* [Exercise directions]: Write out exactly the lines running from the one with "task | one point per instance, each pair like [958, 99]" to the end of the data, including both of those lines and excluding pictures.

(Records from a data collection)

***

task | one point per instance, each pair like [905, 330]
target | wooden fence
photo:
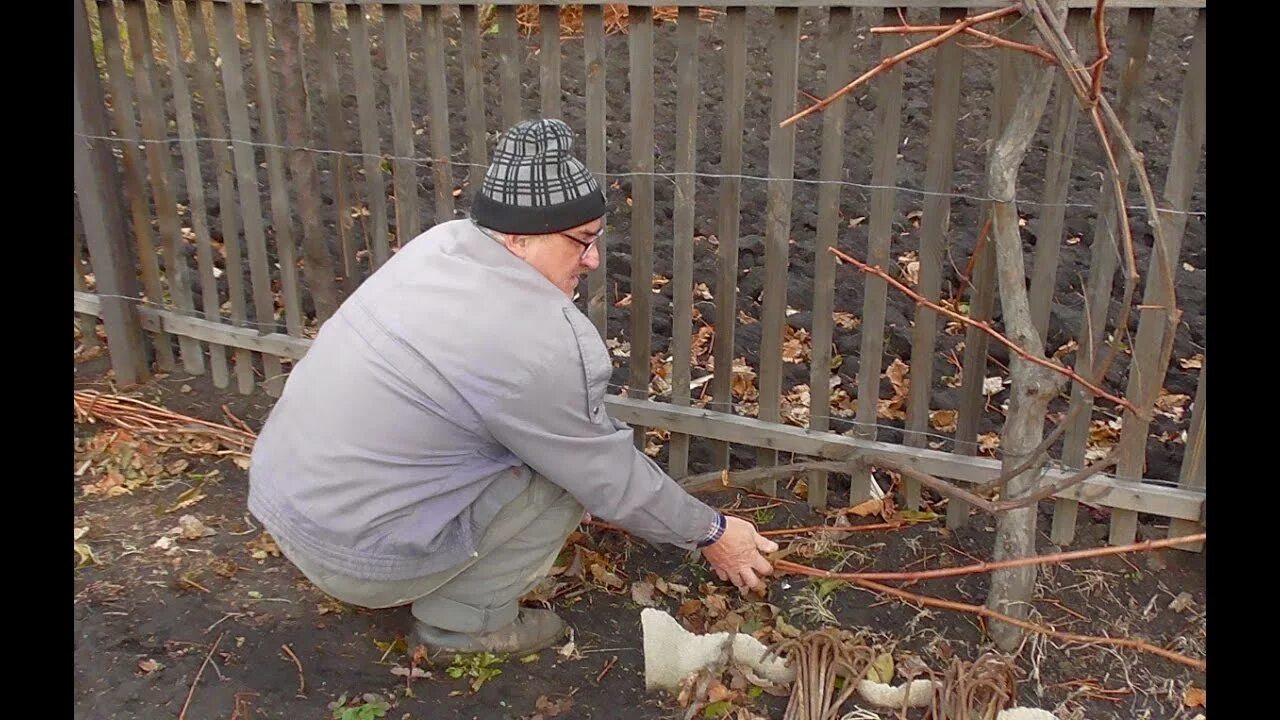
[323, 141]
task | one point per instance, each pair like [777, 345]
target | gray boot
[533, 629]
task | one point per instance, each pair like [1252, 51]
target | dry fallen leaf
[868, 507]
[1196, 697]
[944, 420]
[641, 593]
[846, 320]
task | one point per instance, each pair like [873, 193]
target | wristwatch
[716, 532]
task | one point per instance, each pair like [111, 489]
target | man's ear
[516, 244]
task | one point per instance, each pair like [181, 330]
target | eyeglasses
[588, 242]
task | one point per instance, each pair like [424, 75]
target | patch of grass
[480, 668]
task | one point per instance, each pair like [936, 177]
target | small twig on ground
[182, 715]
[302, 683]
[1032, 627]
[608, 666]
[984, 327]
[895, 59]
[229, 615]
[839, 528]
[912, 577]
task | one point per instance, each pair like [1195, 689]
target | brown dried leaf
[944, 420]
[896, 374]
[641, 592]
[846, 320]
[868, 507]
[1196, 697]
[552, 707]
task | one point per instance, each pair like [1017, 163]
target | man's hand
[736, 555]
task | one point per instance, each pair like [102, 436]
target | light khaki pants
[516, 551]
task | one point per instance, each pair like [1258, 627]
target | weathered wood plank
[336, 136]
[840, 27]
[228, 205]
[728, 212]
[1105, 256]
[403, 171]
[438, 101]
[510, 58]
[640, 41]
[1150, 358]
[945, 108]
[777, 224]
[278, 183]
[682, 256]
[246, 181]
[472, 85]
[1057, 176]
[1193, 470]
[160, 173]
[888, 121]
[97, 192]
[548, 59]
[210, 301]
[132, 172]
[593, 55]
[370, 145]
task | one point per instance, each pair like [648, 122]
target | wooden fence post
[97, 190]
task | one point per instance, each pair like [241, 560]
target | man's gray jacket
[426, 401]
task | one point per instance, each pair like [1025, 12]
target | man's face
[562, 258]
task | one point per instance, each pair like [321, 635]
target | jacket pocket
[597, 367]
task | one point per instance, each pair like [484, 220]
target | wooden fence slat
[840, 27]
[336, 137]
[1050, 232]
[246, 181]
[160, 173]
[593, 55]
[510, 58]
[319, 273]
[472, 82]
[548, 60]
[945, 109]
[195, 185]
[1105, 255]
[1193, 469]
[370, 145]
[126, 127]
[1150, 359]
[97, 194]
[640, 41]
[438, 100]
[682, 255]
[888, 109]
[88, 323]
[228, 204]
[982, 302]
[282, 217]
[1057, 177]
[777, 224]
[728, 212]
[403, 169]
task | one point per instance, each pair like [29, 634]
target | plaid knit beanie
[534, 185]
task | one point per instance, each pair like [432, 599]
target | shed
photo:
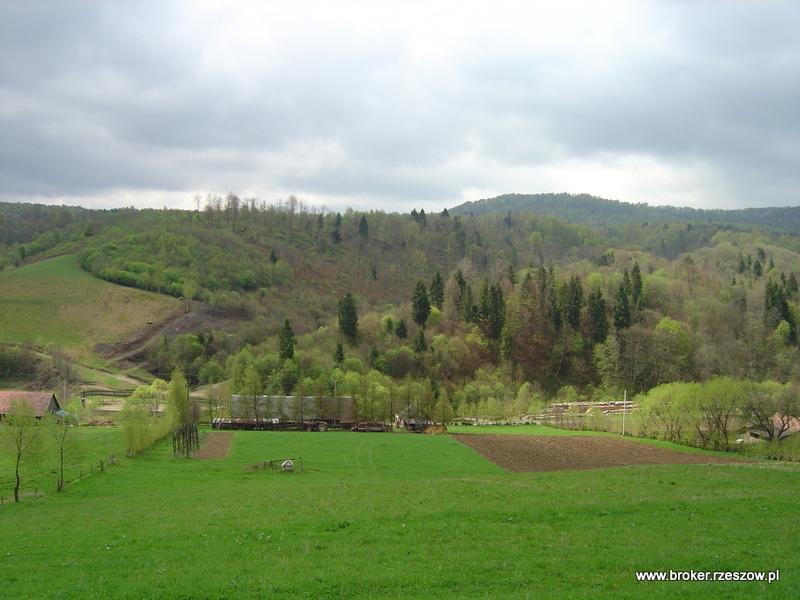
[38, 401]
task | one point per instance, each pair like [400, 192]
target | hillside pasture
[55, 302]
[397, 516]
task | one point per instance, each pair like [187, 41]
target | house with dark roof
[40, 402]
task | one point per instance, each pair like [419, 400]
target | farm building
[40, 402]
[294, 408]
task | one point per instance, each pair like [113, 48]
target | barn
[40, 402]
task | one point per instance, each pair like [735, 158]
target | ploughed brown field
[522, 453]
[216, 445]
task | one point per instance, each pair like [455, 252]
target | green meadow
[397, 516]
[55, 302]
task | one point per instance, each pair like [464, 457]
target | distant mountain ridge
[591, 210]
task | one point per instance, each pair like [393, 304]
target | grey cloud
[123, 96]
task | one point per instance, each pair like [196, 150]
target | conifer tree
[598, 321]
[420, 343]
[401, 330]
[437, 290]
[622, 308]
[420, 305]
[338, 354]
[286, 341]
[348, 318]
[636, 285]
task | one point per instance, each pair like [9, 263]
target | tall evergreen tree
[437, 290]
[496, 315]
[348, 318]
[636, 285]
[420, 343]
[470, 310]
[622, 308]
[286, 341]
[338, 354]
[598, 321]
[571, 301]
[420, 304]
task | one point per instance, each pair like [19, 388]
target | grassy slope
[397, 516]
[54, 301]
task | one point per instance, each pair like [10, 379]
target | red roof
[39, 401]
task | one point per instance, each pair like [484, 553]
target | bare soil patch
[216, 445]
[521, 453]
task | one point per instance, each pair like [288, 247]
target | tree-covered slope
[591, 210]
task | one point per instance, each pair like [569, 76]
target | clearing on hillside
[55, 301]
[522, 454]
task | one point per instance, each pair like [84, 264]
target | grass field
[397, 515]
[55, 301]
[88, 446]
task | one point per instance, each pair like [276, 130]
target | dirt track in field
[522, 453]
[216, 445]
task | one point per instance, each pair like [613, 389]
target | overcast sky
[393, 106]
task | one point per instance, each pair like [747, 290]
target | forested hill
[480, 309]
[591, 210]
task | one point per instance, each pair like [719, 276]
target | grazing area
[398, 515]
[522, 454]
[56, 302]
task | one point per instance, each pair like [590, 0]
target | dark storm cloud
[392, 110]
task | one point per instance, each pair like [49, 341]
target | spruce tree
[348, 318]
[622, 308]
[420, 343]
[437, 290]
[598, 321]
[420, 304]
[401, 331]
[338, 354]
[286, 341]
[636, 285]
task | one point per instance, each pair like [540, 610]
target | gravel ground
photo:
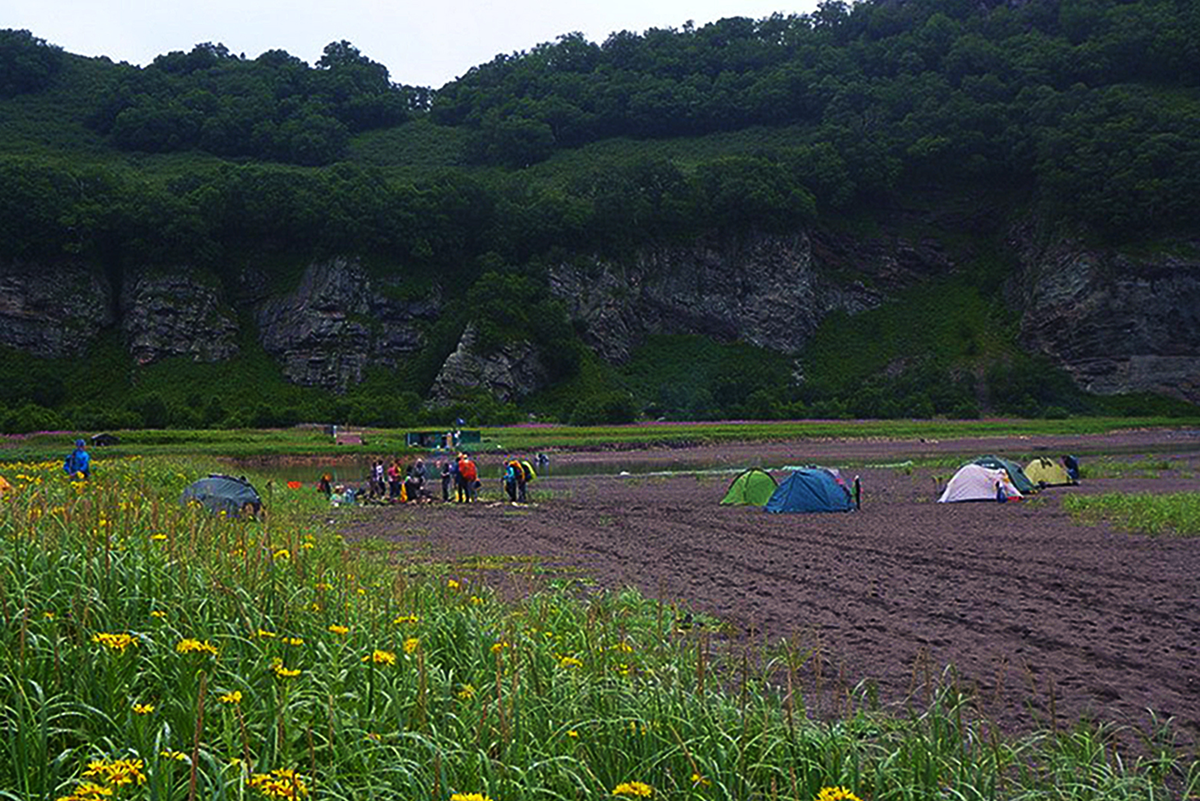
[1036, 613]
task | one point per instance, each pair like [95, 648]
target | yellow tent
[1047, 473]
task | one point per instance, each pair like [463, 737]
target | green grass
[1173, 513]
[259, 646]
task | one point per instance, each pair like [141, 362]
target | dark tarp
[223, 494]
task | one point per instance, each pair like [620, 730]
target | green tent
[1015, 474]
[753, 487]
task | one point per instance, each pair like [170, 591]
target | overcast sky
[421, 43]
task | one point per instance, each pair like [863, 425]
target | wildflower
[381, 657]
[196, 646]
[837, 794]
[117, 772]
[283, 672]
[634, 788]
[115, 642]
[281, 783]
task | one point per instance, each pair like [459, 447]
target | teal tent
[753, 487]
[811, 489]
[1015, 473]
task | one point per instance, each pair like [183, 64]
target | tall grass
[1171, 513]
[155, 651]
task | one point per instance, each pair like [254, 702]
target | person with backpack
[78, 462]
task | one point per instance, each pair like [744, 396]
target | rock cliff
[1116, 321]
[509, 373]
[53, 311]
[177, 314]
[335, 324]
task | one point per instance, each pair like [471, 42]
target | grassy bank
[153, 651]
[310, 441]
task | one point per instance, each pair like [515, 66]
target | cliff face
[336, 323]
[767, 290]
[175, 314]
[53, 311]
[1117, 323]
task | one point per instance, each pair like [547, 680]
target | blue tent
[811, 489]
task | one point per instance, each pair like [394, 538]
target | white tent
[977, 482]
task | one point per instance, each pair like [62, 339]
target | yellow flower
[196, 646]
[280, 783]
[285, 672]
[381, 657]
[634, 788]
[837, 794]
[115, 642]
[117, 772]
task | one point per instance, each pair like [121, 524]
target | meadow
[156, 651]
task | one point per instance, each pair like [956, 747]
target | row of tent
[808, 489]
[822, 489]
[991, 477]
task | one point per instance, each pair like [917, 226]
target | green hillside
[879, 118]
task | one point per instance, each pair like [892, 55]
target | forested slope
[539, 232]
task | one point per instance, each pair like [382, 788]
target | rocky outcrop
[1117, 323]
[335, 324]
[767, 290]
[53, 311]
[177, 314]
[509, 373]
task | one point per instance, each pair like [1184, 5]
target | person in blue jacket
[78, 462]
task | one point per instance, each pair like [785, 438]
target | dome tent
[753, 487]
[217, 493]
[977, 482]
[1048, 473]
[811, 489]
[1015, 474]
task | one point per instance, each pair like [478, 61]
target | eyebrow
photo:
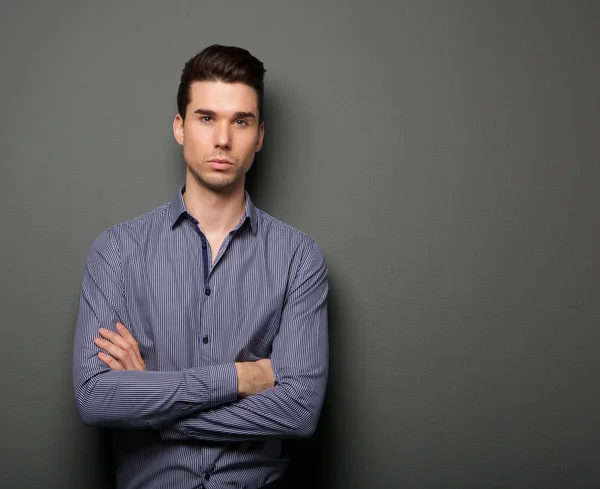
[237, 115]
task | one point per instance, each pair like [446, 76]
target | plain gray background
[443, 155]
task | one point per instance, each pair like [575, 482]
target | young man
[202, 327]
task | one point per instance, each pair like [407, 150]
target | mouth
[220, 164]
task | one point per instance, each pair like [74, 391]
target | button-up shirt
[180, 424]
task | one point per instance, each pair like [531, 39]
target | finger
[124, 357]
[127, 336]
[110, 361]
[115, 339]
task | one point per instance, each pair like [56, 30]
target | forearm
[289, 410]
[139, 399]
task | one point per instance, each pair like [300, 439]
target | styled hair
[228, 64]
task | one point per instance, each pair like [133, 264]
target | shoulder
[136, 230]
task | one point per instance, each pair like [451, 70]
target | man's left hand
[122, 347]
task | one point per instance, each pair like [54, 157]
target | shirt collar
[178, 211]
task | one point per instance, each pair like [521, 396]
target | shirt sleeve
[131, 399]
[300, 358]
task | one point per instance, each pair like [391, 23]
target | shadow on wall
[311, 458]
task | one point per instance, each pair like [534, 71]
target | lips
[220, 164]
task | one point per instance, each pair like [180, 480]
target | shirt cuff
[223, 384]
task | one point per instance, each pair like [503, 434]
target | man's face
[220, 134]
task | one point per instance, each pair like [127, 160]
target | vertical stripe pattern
[180, 424]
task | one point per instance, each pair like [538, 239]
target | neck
[216, 212]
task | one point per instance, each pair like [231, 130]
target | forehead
[223, 97]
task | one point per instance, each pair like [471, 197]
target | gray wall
[444, 156]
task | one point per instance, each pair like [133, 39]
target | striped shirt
[180, 424]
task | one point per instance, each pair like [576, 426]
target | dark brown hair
[228, 64]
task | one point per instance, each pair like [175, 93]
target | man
[202, 328]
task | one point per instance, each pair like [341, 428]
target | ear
[178, 129]
[261, 136]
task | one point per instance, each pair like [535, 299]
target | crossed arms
[277, 397]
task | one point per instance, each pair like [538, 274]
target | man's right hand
[254, 377]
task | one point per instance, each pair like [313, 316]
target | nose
[223, 136]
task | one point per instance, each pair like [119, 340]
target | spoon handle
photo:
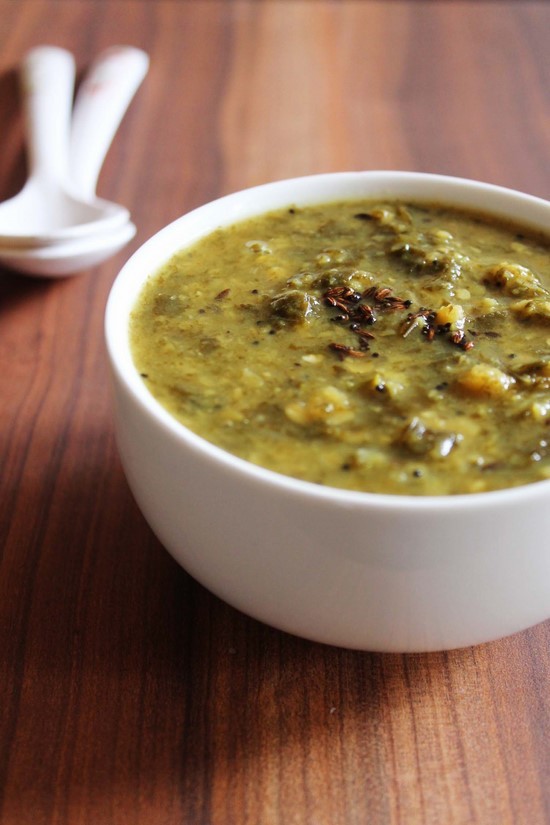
[47, 76]
[102, 100]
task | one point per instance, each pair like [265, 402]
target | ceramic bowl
[359, 570]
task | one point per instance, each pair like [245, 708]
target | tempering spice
[386, 347]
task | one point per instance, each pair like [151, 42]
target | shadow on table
[127, 685]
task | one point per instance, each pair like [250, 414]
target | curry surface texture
[388, 347]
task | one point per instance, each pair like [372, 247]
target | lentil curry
[387, 347]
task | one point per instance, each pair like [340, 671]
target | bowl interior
[147, 260]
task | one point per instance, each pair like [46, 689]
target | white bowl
[360, 570]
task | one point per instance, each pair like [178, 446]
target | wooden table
[128, 694]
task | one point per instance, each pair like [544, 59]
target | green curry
[387, 347]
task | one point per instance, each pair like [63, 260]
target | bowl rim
[241, 204]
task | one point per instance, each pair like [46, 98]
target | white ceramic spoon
[69, 257]
[101, 102]
[46, 211]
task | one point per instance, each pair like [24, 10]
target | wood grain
[128, 694]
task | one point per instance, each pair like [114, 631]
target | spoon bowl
[47, 211]
[70, 257]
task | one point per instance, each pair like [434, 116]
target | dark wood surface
[128, 694]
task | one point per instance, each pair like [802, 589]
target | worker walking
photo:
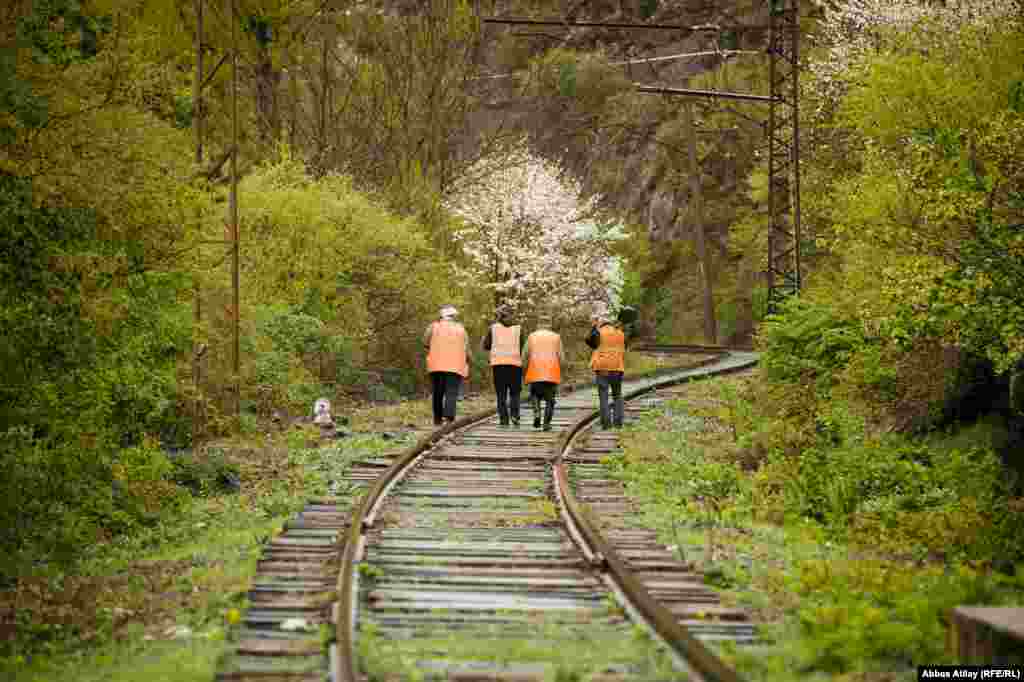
[502, 342]
[608, 363]
[543, 356]
[448, 361]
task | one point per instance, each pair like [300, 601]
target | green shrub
[205, 472]
[808, 340]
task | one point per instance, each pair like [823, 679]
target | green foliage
[808, 340]
[204, 473]
[88, 356]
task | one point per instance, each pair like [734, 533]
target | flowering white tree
[528, 235]
[854, 30]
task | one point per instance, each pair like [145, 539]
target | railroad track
[488, 553]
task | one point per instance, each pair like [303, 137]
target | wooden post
[696, 216]
[233, 218]
[198, 114]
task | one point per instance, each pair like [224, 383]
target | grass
[834, 608]
[114, 615]
[123, 612]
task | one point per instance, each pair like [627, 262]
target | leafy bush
[808, 340]
[204, 472]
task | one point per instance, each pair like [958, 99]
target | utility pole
[783, 153]
[198, 113]
[696, 216]
[233, 216]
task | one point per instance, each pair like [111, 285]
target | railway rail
[488, 553]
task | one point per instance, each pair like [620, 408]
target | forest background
[363, 125]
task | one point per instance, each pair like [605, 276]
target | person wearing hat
[608, 363]
[542, 355]
[502, 342]
[448, 361]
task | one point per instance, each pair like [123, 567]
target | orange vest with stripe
[505, 345]
[448, 348]
[610, 352]
[544, 365]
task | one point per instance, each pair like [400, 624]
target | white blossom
[528, 233]
[854, 30]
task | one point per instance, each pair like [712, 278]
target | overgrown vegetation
[162, 599]
[852, 547]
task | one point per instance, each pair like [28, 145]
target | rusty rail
[343, 654]
[700, 663]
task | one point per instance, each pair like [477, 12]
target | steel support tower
[783, 152]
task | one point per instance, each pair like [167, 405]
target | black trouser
[508, 385]
[543, 390]
[445, 386]
[604, 380]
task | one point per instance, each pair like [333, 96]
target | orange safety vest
[610, 352]
[448, 348]
[505, 345]
[544, 364]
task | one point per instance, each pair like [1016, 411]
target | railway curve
[451, 539]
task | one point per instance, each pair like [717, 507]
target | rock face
[631, 146]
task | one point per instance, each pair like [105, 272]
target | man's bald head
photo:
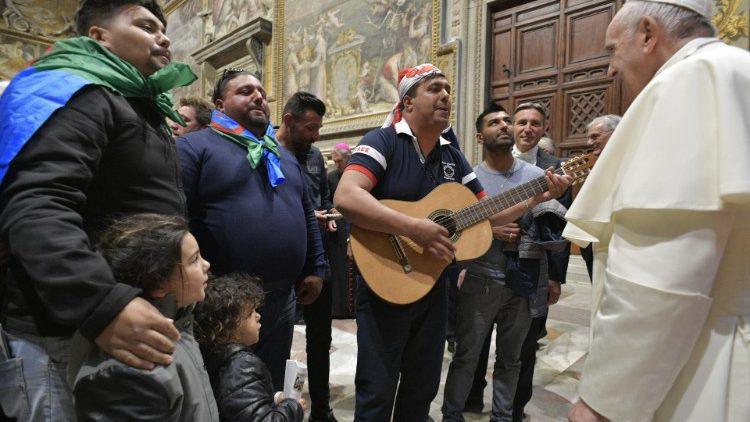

***

* [Expected output]:
task | one point per instance, each pair like [958, 99]
target | utility pole
[783, 153]
[198, 113]
[696, 216]
[233, 216]
task | one point per instance, each pair like [111, 285]
target | railway rail
[488, 553]
task | one point per instance, each pair like [620, 408]
target | forest background
[363, 125]
task | one point per instance, each pair like [605, 276]
target | person wearing hat
[608, 363]
[542, 355]
[502, 342]
[448, 361]
task | one point per instance, each pair like [123, 567]
target | orange vest with stripe
[505, 345]
[448, 348]
[610, 352]
[544, 365]
task | one point per instance, each pair like [400, 624]
target | white blossom
[528, 233]
[854, 30]
task | one point per instance, each pair like [712, 278]
target | overgrown vegetation
[162, 599]
[852, 547]
task | one point per instance, each pair like [28, 145]
target | rusty rail
[343, 654]
[700, 663]
task | one point per instance, each pair like [477, 12]
target | steel support tower
[783, 152]
task | one point per instance, each pair like [167, 405]
target | black trouser
[508, 385]
[543, 390]
[445, 386]
[604, 380]
task | one point per instance, each pair like [333, 96]
target | orange safety vest
[610, 352]
[448, 348]
[505, 345]
[544, 364]
task | one point per instance, each pair like [1016, 411]
target | railway curve
[451, 539]
task | one point per instance, each pair like [717, 507]
target | rock face
[631, 146]
task | one point per instance, each pair like [105, 272]
target | man's bald head
photo:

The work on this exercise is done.